_Page text_:
Several things can interfere
with the autopsy and the results.
Ideally, an autopsy should be done in a timely
fashion, generally within several days of death. In some cases, such as
evaluation for metabolic disease in an unborn baby (fetus) or
infant, prompt tissue sampling is important to improve the likelihood of
establishing a diagnosis. But even after a number of days, an autopsy may still
provide useful information.
The training and experience of the
pathologist may influence the quality of the autopsy. Access to consultant
pathologists with training in specialized areas and to other experts, such as
toxicologists and geneticists, may be helpful in complicated cases. For
example, neuropathologists have special expertise in the diagnosis of
neurological (brain) diseases; pediatric pathologists may have special
expertise in diseases of infants or unborn babies. Families may wish to talk with
their doctor for assistance in finding a competent, experienced
Autopsy procedures may differ for each deceased person
depending on the medical history of the person, the circumstances surrounding
the death, questions the person's doctors and family members would like
answered, and the findings at the initial dissection. It is important that the
family members and doctors discuss their questions and concerns with the
pathologist before the autopsy is performed, so that the autopsy can be
individualized and samples can be obtained that may allow performance of
specialized tests. Samples may not be retained for specialized tests (such as
genetic, toxicology, or paternity testing) unless specific requests are made at
the time of the autopsy.

_Exercise requirements_:
1. Reproduce the autopsy text from "Ideally, an autopsy" up to and including "provide useful information.".
2. According to the autopsy text, within what period after death should an autopsy generally be done?

_Supplied entries_:
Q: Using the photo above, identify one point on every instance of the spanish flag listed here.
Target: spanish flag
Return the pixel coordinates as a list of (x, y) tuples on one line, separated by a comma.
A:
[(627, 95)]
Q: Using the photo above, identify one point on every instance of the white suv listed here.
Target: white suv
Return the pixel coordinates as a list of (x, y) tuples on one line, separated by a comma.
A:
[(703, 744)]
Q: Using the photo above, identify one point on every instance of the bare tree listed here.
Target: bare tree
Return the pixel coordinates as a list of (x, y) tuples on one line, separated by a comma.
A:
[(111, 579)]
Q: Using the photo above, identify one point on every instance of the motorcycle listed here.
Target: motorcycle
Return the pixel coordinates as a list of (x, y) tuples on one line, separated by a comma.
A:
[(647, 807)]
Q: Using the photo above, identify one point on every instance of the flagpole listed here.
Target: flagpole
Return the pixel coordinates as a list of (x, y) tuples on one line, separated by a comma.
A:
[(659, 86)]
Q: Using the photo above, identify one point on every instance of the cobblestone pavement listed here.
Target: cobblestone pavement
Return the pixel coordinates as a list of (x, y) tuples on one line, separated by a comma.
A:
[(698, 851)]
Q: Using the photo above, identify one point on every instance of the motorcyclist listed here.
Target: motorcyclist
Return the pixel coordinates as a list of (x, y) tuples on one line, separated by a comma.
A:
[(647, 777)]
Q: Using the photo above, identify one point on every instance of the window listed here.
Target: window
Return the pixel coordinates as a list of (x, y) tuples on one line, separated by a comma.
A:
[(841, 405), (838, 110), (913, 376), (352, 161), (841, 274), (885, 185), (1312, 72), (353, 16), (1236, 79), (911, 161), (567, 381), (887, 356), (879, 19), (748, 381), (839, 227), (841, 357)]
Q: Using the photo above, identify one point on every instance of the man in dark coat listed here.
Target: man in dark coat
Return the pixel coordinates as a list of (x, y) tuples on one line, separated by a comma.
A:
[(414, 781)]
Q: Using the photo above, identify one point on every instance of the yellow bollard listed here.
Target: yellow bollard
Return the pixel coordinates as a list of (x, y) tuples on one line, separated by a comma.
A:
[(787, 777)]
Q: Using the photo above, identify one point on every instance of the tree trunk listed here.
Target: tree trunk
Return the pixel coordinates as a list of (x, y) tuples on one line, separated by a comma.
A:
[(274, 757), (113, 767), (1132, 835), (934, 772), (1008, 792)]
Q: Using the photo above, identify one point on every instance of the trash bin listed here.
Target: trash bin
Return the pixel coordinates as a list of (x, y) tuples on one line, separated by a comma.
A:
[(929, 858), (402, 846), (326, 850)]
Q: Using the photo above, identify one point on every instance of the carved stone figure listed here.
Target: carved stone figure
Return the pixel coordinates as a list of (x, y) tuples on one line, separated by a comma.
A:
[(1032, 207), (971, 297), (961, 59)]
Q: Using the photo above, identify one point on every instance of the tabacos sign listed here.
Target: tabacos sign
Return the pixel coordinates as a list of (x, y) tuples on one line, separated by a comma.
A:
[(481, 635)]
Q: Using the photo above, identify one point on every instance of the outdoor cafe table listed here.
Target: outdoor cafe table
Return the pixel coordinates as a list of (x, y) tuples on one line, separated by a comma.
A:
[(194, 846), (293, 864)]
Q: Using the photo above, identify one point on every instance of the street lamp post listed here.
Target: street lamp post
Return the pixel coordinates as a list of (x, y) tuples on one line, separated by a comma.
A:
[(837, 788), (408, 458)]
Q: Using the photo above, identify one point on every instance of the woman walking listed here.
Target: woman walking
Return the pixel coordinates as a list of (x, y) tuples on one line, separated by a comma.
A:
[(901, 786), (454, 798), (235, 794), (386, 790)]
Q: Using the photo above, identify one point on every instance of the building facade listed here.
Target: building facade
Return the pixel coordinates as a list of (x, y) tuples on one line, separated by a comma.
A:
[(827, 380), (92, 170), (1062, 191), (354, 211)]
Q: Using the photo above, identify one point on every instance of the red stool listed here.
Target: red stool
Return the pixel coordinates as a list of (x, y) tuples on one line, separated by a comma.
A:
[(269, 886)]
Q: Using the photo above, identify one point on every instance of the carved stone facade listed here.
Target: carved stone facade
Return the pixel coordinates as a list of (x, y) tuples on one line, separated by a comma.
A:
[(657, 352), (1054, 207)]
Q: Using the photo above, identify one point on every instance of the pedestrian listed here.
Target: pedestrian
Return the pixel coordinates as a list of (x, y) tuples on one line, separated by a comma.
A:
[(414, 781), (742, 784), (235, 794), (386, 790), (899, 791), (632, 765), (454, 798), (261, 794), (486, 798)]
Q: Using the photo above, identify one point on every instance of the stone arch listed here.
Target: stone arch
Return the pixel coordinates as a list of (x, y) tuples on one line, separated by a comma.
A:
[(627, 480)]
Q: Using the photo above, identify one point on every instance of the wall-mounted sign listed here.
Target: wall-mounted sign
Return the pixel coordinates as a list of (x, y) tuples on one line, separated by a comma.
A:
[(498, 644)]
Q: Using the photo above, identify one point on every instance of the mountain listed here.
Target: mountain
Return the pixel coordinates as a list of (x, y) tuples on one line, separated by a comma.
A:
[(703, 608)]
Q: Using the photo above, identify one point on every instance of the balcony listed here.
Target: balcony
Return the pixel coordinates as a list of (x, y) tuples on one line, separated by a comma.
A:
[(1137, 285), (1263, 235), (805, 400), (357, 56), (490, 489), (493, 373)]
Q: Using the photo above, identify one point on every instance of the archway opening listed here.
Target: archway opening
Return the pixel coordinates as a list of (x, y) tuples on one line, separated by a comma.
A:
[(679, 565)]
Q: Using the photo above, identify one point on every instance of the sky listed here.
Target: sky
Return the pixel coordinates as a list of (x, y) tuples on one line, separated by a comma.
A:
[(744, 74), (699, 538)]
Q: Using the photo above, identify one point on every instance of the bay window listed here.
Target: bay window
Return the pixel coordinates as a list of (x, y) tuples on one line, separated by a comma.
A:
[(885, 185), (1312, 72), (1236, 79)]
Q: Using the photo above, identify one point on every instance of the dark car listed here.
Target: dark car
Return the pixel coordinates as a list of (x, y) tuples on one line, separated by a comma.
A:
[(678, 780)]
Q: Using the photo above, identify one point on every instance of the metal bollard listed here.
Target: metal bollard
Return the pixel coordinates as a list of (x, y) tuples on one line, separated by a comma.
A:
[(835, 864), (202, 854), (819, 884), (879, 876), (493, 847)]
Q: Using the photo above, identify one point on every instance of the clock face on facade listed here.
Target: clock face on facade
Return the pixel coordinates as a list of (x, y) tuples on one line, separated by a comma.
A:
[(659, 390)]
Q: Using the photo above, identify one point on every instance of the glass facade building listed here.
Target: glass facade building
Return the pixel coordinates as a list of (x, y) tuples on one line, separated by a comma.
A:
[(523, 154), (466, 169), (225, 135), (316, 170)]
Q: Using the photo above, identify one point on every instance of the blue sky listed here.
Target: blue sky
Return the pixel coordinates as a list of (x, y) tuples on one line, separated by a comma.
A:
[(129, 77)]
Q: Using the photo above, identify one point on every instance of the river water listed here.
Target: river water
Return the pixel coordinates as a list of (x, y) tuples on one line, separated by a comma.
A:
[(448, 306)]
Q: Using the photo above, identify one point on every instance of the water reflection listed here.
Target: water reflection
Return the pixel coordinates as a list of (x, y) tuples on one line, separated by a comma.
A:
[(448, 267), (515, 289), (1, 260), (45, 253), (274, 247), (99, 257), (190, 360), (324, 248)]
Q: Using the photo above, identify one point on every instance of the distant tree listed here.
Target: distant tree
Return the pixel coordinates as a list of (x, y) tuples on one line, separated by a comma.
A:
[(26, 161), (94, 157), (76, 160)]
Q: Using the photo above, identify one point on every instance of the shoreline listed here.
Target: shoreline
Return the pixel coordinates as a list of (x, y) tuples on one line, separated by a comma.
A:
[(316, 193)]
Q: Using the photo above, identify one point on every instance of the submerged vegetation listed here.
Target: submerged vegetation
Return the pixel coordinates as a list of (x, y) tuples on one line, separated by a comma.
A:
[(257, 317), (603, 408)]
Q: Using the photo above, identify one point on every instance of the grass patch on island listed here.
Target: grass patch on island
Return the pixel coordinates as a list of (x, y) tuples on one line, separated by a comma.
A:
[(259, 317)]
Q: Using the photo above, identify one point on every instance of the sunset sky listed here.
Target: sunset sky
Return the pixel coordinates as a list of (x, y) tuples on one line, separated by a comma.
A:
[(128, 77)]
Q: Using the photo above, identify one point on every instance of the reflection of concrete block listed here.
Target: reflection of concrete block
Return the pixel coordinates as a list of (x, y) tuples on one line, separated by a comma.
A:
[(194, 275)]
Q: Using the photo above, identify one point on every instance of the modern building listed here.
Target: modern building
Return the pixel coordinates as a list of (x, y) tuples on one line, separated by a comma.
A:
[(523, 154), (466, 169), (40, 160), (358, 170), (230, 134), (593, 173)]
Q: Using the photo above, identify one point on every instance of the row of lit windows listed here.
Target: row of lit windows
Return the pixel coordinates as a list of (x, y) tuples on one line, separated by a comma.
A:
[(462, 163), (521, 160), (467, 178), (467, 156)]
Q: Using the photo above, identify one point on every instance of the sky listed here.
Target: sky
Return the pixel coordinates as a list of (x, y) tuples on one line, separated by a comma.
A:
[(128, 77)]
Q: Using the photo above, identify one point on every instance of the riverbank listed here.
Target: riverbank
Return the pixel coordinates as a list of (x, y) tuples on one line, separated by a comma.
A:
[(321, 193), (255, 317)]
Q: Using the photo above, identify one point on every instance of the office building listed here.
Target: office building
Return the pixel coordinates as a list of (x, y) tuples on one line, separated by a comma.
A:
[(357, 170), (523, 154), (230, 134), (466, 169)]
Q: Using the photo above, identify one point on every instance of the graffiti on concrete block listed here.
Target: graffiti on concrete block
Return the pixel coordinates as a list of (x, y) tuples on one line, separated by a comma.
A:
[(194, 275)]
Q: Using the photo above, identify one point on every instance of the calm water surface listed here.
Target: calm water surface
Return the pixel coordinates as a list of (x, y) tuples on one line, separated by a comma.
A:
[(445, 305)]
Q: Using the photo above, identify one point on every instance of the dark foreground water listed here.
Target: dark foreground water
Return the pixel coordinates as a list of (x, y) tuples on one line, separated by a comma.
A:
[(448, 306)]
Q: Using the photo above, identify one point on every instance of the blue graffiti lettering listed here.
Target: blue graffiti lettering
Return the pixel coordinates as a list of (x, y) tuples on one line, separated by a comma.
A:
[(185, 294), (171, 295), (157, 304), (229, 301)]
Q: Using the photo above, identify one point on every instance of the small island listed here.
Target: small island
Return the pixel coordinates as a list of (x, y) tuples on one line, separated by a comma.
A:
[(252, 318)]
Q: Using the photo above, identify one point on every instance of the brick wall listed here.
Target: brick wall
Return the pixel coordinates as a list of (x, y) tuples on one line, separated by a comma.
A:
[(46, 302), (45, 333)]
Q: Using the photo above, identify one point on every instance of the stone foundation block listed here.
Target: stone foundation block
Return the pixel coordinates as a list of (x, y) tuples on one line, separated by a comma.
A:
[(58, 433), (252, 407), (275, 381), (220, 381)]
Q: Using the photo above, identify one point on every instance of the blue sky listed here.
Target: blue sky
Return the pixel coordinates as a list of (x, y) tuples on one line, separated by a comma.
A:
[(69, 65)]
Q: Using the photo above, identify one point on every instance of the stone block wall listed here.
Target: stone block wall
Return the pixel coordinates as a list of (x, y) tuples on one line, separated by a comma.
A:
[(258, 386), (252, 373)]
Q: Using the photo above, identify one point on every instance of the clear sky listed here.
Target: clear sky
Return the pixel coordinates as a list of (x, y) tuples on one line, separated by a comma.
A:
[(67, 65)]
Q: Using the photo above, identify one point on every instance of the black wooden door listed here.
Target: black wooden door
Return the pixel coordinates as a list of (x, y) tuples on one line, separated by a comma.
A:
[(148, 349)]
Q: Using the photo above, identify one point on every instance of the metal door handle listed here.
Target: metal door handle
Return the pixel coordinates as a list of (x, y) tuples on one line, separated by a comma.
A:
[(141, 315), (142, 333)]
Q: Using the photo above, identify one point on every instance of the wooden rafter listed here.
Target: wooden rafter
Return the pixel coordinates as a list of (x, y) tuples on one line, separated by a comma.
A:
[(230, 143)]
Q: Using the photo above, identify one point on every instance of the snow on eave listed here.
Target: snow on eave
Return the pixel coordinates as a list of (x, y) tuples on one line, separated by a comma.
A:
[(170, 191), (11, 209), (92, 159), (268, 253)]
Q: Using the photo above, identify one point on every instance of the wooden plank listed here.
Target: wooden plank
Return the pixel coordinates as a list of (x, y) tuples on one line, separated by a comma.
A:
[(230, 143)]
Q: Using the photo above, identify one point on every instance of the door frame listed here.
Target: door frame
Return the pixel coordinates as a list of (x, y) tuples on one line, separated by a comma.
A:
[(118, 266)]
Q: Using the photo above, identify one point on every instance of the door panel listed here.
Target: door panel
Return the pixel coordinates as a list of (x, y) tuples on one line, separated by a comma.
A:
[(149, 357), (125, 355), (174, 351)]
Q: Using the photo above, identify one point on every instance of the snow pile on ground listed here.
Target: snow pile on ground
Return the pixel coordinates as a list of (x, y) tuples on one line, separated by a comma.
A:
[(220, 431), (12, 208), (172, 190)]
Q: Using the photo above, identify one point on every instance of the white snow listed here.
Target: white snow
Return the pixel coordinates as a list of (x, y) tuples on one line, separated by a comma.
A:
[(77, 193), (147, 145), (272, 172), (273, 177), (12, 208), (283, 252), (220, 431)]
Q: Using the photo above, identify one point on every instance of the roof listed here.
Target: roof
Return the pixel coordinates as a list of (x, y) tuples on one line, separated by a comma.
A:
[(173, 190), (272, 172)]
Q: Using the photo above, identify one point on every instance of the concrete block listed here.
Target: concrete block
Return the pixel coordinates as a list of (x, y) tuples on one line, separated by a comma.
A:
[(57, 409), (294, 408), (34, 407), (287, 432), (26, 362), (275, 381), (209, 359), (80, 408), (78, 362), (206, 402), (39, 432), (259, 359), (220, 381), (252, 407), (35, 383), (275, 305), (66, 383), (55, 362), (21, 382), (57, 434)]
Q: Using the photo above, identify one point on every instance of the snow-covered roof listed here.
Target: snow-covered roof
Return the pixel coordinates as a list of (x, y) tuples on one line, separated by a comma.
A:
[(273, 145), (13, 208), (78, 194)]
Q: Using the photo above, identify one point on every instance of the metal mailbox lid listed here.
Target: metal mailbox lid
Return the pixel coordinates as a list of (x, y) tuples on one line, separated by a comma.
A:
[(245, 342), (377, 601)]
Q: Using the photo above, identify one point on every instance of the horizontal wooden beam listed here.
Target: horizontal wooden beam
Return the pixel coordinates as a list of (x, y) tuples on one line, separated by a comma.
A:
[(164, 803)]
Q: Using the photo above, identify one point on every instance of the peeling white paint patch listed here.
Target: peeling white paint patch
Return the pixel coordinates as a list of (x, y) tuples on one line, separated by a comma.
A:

_Responses by task_:
1.
Ideally, an autopsy should be done in a timely
fashion, generally within several days of death. In some cases, such as
evaluation for metabolic disease in an unborn baby (fetus) or
infant, prompt tissue sampling is important to improve the likelihood of
establishing a diagnosis. But even after a number of days, an autopsy may still
provide useful information.

2. Within several days of death.